++++ Document segment
Kathy’s Keystone Kops Konfused on Konservative Kampaign #elxn41

Even Kathy Dunderdale isn’t backing Kathy Dunderdale on support for the federal Conservatives.

The Premier is apparently no longer quite as cozy with Stephen Harper’s party as she was a few weeks ago.  Not surprising is that, given that evidence is mounting that both members of her caucus and rank and file Tories in the province are jumping from Dunderdale’s bandwagon.

In the House of Assembly today, Dunderdale told opposition leader Yvonne Jones:

Mr. Harper is in Newfoundland today, I suggest you go and have a chat with him and find out what his commitment is and what he has to say, because nobody over here has to answer for Mr. Harper. We answer for the Progressive Conservative Party of Newfoundland and Labrador and the Progressive Conservative Government of Newfoundland and Labrador, and we welcome every opportunity to talk about the great things we are doing for this Province.

Nobody on the Conservative benches are answering for Harper’s party.
++++++++
++++ Data shown
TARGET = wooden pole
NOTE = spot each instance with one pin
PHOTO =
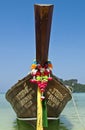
++++++++
List of tasks:
1) In the post about Dunderdale and the federal Conservatives, whom did Dunderdale speak to in the House of Assembly?
2) Reproduce word for word the part of the post about Dunderdale and the federal Conservatives from "Kathy’s Keystone Kops" to "the federal Conservatives.".

Results:
1) She spoke to opposition leader Yvonne Jones.

2)
Kathy’s Keystone Kops Konfused on Konservative Kampaign #elxn41

Even Kathy Dunderdale isn’t backing Kathy Dunderdale on support for the federal Conservatives.